===== Material for this task
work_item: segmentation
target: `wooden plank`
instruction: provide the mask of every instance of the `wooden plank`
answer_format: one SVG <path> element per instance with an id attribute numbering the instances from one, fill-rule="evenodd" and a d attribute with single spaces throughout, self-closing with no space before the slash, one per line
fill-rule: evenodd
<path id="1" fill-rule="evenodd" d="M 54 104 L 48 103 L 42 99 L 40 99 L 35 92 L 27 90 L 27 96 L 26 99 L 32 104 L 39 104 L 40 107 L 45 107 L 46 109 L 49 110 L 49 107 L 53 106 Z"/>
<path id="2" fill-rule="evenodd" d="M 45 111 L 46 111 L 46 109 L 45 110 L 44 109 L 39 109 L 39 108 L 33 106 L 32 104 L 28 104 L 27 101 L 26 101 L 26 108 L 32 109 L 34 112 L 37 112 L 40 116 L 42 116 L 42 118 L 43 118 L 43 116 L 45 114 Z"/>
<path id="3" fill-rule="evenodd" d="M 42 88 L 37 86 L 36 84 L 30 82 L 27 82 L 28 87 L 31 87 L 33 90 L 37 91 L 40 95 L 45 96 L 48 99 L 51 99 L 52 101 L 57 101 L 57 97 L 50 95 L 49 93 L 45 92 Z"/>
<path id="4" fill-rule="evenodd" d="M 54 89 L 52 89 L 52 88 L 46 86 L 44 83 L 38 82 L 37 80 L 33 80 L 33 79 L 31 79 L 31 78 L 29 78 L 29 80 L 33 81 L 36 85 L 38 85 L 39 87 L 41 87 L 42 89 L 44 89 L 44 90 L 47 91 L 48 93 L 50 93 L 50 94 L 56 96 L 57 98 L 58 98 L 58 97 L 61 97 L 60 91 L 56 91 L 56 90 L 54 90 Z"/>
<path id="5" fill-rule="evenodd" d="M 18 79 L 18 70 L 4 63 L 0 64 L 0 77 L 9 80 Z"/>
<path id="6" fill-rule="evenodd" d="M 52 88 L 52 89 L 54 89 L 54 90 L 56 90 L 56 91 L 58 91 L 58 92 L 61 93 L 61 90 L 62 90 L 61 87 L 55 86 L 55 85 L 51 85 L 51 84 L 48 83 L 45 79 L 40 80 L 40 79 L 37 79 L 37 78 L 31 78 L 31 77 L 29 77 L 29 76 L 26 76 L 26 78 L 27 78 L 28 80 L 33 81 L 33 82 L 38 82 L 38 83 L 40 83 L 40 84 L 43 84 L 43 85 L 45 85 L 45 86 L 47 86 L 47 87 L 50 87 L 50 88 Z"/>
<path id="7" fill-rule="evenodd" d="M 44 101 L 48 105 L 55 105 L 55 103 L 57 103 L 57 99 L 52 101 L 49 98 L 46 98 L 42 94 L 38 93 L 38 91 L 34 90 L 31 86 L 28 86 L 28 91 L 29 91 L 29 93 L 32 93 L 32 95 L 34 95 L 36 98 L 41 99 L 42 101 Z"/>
==========
Work request: Lines in the data holding the word "plank": count them and say how many, nothing more.

Result below: 2